**TASK TO COMPLETE:**
Update the rows below from the line containing "Report the position of each instance of the car roof" through the last row by changing "silver sedan" to "gray sedan", then write out that span again with nothing else altered.

═════ INPUT

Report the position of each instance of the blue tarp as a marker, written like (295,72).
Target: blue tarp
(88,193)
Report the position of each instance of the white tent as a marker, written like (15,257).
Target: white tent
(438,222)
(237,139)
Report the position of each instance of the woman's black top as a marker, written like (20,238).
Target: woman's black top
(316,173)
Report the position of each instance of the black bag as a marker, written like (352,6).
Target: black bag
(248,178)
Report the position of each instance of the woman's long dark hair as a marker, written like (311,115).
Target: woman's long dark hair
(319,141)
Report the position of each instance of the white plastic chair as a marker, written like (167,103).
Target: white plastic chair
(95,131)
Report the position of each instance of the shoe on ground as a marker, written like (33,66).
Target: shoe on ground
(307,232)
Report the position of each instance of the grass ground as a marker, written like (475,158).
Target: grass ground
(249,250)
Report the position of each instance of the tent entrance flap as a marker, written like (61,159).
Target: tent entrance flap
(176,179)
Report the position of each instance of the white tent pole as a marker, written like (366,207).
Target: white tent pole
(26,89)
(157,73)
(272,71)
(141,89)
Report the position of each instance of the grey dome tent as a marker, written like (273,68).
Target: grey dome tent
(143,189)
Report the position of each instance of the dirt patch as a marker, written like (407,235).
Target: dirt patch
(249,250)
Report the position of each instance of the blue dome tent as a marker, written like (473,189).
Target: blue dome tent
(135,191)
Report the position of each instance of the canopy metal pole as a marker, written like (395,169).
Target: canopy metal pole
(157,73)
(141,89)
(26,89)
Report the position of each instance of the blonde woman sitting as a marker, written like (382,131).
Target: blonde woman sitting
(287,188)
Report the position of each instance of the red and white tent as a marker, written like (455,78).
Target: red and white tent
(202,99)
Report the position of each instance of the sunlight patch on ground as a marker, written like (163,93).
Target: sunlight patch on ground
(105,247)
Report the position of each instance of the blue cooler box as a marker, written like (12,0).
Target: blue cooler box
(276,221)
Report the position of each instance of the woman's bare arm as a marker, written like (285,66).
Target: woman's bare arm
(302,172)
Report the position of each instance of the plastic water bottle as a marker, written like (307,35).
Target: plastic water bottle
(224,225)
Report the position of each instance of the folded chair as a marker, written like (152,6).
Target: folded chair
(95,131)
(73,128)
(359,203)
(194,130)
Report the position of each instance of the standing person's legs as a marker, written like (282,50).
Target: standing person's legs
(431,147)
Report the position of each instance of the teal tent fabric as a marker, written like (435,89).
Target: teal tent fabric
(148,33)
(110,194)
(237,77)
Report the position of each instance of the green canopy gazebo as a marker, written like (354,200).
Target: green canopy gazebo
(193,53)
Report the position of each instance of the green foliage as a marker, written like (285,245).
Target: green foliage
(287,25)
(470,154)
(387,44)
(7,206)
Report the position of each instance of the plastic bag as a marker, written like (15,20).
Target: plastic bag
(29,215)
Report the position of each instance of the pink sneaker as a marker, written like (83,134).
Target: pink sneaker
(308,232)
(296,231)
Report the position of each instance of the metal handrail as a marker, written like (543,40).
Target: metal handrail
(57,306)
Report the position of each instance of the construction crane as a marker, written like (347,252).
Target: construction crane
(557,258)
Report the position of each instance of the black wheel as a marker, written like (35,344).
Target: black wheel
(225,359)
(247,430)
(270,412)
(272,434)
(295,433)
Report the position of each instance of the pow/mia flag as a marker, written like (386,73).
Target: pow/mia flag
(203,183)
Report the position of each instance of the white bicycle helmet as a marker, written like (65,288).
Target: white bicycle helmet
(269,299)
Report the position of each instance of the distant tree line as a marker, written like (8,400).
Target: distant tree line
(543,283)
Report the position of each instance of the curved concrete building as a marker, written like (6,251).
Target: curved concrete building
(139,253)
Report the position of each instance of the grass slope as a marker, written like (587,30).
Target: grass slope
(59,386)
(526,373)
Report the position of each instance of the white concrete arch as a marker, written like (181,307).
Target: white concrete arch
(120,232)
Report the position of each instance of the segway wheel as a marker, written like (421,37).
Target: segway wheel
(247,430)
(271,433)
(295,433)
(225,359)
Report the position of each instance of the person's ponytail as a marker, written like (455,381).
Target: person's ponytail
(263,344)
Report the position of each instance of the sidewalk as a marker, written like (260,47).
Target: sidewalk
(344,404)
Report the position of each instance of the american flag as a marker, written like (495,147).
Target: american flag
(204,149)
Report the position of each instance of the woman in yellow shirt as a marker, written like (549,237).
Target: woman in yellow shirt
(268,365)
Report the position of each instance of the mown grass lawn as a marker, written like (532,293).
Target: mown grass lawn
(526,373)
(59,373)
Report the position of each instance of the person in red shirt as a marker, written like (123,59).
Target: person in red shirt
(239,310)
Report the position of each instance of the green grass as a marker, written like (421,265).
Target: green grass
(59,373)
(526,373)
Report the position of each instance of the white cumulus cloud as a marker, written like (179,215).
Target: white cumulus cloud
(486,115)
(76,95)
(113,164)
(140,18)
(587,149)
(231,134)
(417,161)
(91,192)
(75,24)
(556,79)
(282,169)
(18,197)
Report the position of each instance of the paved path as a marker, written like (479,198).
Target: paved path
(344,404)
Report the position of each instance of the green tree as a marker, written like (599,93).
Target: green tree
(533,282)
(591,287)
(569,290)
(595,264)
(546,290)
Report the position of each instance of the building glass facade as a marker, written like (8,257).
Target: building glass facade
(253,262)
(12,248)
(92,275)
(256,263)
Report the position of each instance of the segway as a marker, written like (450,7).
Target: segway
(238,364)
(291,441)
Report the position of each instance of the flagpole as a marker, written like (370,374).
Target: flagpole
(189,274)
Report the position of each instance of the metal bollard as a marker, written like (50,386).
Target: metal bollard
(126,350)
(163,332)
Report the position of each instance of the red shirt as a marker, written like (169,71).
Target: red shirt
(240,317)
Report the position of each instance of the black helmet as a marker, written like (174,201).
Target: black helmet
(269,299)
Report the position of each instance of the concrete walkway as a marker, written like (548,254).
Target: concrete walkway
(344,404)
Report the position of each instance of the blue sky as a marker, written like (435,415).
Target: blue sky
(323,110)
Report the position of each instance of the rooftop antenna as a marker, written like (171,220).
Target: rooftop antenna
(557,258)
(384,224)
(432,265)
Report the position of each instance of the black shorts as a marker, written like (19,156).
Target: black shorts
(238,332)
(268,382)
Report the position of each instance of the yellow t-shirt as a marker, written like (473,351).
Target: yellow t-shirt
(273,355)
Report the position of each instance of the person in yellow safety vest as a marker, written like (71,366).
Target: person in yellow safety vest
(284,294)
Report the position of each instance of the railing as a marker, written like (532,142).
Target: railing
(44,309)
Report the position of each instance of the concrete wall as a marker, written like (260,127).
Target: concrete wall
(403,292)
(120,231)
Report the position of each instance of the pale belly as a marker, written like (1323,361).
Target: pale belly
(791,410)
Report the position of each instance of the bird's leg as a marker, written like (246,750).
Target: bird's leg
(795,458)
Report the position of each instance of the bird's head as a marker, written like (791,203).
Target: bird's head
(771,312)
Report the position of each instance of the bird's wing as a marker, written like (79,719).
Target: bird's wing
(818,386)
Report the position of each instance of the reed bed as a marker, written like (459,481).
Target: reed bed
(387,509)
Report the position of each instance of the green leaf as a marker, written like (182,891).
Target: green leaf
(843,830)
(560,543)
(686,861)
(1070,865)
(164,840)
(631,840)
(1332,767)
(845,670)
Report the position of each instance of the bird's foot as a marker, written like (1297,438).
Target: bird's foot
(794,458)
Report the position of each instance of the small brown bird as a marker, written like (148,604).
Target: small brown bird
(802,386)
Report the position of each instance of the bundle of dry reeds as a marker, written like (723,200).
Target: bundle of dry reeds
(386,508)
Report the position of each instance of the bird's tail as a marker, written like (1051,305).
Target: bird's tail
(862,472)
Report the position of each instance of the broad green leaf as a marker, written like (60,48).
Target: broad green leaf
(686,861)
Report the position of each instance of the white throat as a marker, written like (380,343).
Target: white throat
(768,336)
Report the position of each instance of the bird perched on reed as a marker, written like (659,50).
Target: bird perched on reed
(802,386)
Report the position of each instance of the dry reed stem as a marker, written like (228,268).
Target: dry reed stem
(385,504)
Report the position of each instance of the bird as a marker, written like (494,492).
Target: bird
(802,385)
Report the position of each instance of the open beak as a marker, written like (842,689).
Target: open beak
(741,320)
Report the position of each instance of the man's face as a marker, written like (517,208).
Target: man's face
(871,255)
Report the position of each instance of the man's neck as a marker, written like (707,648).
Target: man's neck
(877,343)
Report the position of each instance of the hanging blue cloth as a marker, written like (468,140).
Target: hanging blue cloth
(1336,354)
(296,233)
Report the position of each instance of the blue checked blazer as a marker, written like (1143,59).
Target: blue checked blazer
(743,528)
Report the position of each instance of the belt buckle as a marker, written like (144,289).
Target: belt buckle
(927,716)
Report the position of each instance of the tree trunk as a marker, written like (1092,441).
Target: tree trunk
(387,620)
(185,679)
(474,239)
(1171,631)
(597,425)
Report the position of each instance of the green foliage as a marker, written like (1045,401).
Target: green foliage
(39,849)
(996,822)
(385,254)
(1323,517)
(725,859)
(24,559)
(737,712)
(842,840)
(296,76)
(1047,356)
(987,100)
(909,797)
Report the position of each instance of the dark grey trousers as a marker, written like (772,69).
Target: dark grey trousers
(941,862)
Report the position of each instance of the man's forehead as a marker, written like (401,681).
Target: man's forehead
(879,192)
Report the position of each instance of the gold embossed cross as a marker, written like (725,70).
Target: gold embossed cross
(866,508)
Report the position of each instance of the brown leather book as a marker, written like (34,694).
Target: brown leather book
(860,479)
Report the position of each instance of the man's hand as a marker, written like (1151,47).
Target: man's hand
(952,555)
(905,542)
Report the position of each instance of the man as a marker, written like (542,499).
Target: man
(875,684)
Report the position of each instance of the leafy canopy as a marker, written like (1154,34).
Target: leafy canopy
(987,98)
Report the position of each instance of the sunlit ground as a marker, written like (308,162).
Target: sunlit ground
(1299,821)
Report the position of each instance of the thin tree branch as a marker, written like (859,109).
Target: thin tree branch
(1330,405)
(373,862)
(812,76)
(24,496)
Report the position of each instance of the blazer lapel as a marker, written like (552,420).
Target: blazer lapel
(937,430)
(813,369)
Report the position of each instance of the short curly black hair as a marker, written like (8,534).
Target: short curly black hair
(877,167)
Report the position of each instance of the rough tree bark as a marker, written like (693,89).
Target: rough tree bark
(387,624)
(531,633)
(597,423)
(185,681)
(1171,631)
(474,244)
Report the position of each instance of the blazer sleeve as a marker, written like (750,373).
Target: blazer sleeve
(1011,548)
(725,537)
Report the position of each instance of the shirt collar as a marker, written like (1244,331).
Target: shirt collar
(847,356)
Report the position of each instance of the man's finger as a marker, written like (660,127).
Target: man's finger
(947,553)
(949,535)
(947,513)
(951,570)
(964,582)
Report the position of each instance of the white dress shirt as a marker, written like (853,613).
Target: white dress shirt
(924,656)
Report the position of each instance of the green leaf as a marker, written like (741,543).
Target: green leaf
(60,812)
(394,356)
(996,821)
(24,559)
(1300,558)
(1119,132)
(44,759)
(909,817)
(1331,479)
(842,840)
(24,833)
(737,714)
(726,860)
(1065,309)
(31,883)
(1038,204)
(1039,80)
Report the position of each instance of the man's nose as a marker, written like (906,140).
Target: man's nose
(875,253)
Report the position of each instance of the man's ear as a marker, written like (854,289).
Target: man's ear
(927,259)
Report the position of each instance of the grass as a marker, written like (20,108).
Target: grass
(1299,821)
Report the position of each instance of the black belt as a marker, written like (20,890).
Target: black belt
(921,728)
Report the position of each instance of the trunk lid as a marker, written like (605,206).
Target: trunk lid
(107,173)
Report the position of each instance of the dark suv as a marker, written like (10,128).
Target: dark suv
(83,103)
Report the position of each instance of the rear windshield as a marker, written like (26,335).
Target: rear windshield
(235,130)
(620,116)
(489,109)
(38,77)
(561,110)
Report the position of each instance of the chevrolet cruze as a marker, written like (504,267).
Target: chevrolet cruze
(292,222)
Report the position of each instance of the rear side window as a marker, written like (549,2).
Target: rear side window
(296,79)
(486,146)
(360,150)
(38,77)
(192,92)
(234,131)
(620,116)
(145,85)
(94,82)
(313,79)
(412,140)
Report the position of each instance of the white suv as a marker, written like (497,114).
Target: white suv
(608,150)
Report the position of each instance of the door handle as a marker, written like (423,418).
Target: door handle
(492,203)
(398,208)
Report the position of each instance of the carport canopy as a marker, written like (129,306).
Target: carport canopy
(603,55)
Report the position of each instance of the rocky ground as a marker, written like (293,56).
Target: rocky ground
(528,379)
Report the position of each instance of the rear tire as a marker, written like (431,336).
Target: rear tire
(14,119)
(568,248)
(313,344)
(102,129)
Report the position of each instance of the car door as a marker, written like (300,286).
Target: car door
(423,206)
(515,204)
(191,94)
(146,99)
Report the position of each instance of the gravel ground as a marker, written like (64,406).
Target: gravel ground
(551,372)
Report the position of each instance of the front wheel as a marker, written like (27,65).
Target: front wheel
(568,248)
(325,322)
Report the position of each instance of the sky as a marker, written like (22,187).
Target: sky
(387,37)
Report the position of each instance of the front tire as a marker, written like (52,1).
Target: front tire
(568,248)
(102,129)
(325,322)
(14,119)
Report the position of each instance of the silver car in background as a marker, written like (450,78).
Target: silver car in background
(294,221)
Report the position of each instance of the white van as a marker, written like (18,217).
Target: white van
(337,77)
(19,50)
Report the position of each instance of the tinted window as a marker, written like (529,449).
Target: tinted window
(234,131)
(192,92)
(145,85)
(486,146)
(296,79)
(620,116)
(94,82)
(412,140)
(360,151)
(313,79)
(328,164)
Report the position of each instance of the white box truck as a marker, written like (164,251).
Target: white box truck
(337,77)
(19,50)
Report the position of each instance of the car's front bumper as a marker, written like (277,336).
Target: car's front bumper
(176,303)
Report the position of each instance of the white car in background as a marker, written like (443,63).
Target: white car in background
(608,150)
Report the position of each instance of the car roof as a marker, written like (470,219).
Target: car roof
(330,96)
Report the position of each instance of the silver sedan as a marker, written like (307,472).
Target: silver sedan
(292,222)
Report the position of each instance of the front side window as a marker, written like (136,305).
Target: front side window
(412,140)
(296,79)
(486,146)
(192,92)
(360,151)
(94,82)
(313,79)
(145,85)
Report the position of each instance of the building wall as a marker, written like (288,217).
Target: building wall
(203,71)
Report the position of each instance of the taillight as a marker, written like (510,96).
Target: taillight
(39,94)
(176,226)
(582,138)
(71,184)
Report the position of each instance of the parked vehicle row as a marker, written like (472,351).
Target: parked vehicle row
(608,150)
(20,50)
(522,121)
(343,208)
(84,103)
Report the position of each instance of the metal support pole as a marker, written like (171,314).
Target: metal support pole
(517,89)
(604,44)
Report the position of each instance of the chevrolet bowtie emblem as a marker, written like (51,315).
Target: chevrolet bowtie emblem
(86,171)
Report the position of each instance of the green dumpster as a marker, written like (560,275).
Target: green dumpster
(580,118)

══════════

**FULL RESPONSE:**
Report the position of each instance of the car roof as a marker, written like (470,219).
Target: car roof
(330,96)
Report the position of each instance of the gray sedan as a marker, written like (307,472).
Target: gray sedan
(292,222)
Report the position of each instance of the front side window as a marker, written like (136,305).
Target: front side window
(412,140)
(296,79)
(486,146)
(192,92)
(360,151)
(94,82)
(313,79)
(145,85)
Report the position of each instance of the building wall as a marker, written like (288,217).
Target: building wall
(203,71)
Report the position of each instance of the taillight as a marker, written like (510,96).
Target: taillight
(39,94)
(176,226)
(582,138)
(71,184)
Report the position of each instance of the parked vehicle row as a marker, written like (472,351).
Target: parked vehicle row
(608,150)
(20,50)
(522,121)
(343,208)
(84,103)
Report the position of each instance of the metal support pole as a marker, written like (171,314).
Target: metal support pole
(517,89)
(604,44)
Report the position of each instance of the chevrolet bowtie emblem as a marker, written like (51,315).
Target: chevrolet bowtie emblem
(86,171)
Report the position of each instance of the green dumpster as a marker, written like (560,275).
Target: green dumpster
(580,118)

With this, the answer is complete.